## WHAT NEEDS TO BE DONE
Copy each line below in which the word "dishwasher" occurs.

## DATA
- - -

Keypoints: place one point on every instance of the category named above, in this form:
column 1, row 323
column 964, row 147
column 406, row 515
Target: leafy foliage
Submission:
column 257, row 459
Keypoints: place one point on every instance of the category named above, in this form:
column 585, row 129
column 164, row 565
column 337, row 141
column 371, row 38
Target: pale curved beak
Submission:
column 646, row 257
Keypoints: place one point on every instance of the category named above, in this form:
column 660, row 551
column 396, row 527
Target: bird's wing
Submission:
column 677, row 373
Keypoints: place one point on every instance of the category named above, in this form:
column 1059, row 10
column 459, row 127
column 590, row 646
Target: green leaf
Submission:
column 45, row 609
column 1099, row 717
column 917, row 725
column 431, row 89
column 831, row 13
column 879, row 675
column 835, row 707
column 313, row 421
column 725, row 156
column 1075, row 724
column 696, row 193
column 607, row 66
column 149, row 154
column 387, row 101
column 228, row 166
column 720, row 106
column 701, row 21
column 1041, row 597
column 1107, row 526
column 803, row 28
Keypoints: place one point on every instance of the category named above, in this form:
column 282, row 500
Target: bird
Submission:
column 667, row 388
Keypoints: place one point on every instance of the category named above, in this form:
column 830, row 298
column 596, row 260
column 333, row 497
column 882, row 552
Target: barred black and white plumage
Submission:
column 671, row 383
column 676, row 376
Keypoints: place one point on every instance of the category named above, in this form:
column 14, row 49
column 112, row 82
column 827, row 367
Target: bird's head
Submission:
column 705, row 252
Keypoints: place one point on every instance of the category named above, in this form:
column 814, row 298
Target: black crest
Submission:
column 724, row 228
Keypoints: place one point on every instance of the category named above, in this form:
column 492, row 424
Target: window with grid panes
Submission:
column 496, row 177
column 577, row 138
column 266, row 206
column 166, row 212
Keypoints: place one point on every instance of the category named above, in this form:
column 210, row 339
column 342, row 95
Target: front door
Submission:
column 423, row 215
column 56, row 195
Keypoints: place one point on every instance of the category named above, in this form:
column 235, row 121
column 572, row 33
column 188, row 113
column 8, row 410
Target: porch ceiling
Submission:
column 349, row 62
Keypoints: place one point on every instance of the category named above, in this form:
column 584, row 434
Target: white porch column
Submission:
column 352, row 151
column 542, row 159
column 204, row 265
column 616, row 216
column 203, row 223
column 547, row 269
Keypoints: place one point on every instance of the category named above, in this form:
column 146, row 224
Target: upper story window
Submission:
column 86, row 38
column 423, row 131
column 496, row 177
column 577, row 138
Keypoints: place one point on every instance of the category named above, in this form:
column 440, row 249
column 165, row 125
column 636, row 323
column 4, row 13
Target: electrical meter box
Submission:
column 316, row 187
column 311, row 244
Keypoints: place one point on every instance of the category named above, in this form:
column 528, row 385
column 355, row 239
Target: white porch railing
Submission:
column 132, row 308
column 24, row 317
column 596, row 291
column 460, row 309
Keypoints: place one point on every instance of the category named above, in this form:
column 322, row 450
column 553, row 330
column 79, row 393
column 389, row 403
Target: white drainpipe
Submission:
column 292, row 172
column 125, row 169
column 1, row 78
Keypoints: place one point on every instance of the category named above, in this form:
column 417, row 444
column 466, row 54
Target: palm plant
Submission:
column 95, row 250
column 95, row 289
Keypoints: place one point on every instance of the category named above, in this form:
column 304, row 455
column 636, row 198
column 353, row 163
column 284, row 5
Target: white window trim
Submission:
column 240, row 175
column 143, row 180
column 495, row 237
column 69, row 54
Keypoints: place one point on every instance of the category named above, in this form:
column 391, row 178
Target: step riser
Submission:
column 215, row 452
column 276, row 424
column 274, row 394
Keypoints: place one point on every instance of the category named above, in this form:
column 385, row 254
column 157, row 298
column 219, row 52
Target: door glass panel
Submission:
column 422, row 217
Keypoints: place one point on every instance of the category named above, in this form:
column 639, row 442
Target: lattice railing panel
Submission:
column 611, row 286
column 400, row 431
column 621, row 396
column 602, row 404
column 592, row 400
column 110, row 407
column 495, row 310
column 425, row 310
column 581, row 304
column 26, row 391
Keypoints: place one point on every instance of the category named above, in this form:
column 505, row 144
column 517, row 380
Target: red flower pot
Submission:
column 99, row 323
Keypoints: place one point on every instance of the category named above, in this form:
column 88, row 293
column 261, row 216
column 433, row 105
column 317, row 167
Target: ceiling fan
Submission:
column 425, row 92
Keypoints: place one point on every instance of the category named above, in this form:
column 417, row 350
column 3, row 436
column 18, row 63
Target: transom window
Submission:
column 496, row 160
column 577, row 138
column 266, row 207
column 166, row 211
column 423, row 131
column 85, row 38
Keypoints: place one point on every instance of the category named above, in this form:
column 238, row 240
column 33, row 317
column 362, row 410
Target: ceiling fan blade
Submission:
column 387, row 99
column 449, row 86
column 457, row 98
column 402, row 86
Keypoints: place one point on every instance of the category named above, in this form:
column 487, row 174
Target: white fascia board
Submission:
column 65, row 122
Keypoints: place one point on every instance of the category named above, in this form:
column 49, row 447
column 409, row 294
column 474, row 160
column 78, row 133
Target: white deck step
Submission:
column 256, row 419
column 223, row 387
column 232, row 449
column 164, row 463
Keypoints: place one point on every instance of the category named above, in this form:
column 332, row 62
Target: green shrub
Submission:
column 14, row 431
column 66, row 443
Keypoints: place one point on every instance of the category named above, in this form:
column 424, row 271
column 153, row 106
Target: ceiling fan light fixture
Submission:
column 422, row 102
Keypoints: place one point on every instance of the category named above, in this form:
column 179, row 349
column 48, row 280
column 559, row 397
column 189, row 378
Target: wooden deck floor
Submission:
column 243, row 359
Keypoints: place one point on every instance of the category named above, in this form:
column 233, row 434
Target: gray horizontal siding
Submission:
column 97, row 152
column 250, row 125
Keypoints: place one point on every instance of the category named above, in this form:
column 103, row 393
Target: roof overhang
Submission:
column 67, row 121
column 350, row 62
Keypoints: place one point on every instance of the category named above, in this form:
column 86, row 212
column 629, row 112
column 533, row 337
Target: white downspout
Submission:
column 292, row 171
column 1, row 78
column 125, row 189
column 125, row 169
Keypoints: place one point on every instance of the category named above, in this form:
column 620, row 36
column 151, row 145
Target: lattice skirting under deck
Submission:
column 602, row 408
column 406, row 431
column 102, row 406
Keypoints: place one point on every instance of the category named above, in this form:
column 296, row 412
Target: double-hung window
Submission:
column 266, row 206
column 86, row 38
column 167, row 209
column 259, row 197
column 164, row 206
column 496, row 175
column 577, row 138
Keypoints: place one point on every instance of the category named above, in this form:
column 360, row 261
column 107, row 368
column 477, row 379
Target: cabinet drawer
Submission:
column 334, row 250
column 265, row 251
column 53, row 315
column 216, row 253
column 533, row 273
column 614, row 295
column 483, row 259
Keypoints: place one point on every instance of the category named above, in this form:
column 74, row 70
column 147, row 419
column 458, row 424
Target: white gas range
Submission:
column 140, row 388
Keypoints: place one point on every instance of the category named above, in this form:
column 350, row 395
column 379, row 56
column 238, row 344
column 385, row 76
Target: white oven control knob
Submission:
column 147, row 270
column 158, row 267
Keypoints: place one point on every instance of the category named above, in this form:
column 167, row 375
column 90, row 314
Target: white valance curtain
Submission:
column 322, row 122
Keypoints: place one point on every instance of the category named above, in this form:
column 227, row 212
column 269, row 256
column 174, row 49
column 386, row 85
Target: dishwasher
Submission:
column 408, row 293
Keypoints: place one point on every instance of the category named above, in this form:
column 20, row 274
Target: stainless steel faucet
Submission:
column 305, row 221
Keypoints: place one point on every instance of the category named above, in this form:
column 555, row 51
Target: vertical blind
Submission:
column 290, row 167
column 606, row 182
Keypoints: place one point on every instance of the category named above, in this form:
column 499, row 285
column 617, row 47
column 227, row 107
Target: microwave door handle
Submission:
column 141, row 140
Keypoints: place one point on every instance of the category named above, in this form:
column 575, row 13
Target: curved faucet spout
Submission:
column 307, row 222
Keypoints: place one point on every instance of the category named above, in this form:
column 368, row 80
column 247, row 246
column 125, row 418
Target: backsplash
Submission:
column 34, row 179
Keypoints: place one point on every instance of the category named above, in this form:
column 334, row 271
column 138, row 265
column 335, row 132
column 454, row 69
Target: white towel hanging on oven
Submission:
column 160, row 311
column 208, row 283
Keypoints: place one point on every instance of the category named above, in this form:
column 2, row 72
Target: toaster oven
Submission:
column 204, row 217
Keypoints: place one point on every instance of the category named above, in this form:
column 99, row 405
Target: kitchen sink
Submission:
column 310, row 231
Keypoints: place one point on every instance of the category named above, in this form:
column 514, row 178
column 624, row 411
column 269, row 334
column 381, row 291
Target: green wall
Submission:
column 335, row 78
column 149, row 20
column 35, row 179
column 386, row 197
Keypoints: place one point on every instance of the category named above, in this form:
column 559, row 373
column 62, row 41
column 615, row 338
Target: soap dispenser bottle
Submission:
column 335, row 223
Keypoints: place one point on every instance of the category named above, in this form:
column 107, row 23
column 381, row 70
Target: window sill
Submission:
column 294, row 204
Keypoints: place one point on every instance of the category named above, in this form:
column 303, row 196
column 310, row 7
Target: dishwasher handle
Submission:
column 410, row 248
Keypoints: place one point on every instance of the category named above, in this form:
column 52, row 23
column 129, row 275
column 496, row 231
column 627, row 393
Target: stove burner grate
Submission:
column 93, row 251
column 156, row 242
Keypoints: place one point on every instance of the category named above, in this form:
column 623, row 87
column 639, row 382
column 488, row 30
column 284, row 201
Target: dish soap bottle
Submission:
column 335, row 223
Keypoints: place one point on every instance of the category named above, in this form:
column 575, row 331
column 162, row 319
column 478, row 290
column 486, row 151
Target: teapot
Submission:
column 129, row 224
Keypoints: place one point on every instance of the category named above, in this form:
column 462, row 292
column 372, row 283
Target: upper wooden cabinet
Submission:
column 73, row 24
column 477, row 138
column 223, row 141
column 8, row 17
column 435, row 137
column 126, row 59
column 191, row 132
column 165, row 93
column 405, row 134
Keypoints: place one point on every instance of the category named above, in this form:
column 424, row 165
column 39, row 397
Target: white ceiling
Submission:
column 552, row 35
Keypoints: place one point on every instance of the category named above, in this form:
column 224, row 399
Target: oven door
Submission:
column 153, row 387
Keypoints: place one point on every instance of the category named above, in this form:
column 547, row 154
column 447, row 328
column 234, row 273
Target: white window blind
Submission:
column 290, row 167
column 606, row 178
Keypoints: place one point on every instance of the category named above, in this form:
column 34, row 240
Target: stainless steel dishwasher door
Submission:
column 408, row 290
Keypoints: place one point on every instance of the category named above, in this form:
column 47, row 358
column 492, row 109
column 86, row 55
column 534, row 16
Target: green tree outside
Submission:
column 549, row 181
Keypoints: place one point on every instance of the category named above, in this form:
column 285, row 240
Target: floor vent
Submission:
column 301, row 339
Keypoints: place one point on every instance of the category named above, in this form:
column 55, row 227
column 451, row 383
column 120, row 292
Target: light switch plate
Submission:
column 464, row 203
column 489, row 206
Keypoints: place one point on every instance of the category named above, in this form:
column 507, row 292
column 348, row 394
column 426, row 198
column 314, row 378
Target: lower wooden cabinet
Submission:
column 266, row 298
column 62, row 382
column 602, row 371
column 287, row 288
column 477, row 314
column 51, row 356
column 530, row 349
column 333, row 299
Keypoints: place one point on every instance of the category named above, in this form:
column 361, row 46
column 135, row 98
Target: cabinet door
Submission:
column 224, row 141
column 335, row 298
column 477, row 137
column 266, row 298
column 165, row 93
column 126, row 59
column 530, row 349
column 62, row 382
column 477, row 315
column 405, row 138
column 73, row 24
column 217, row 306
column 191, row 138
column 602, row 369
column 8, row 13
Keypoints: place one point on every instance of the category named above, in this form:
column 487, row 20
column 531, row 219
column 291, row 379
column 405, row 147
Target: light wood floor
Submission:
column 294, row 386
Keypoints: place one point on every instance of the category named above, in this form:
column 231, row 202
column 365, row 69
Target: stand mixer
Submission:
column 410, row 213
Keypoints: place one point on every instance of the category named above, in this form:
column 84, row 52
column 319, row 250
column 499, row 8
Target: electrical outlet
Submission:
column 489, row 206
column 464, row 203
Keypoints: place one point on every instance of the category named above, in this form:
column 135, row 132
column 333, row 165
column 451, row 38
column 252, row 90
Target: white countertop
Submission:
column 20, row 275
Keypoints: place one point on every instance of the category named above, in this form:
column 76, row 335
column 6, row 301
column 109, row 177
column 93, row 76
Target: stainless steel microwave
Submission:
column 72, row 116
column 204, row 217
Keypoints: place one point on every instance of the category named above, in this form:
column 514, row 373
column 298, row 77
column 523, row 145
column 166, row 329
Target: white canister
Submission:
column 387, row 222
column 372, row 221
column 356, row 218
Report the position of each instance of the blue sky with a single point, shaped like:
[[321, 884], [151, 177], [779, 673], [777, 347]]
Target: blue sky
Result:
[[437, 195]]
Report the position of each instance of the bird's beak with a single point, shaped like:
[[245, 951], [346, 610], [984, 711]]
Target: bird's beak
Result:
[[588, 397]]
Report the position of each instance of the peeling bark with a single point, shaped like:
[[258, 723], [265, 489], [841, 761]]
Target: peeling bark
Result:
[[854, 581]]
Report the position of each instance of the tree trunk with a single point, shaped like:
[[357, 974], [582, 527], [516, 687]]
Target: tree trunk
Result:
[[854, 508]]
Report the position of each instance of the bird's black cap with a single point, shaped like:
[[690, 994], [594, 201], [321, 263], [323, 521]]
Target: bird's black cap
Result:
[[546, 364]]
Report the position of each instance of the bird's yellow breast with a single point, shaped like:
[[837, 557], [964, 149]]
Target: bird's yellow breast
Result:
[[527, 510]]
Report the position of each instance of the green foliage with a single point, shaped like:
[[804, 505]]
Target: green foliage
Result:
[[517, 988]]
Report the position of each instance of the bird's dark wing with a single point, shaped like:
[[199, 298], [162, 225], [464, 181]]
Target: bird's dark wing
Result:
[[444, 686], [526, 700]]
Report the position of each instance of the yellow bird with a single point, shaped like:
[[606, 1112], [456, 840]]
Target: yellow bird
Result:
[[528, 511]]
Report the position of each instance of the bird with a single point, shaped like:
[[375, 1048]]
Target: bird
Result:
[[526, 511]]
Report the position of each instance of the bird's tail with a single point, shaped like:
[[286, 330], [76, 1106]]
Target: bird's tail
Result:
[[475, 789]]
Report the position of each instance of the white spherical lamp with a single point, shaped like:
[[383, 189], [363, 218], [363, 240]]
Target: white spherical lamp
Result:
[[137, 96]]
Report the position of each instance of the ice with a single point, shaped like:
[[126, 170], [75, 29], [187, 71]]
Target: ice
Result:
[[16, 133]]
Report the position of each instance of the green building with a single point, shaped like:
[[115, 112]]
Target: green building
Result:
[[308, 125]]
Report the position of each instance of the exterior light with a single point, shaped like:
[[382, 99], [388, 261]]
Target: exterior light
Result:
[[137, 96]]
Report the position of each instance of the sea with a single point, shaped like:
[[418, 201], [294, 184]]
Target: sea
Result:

- - -

## SOLUTION
Target: dishwasher
Target: dishwasher handle
Target: stainless steel dishwasher door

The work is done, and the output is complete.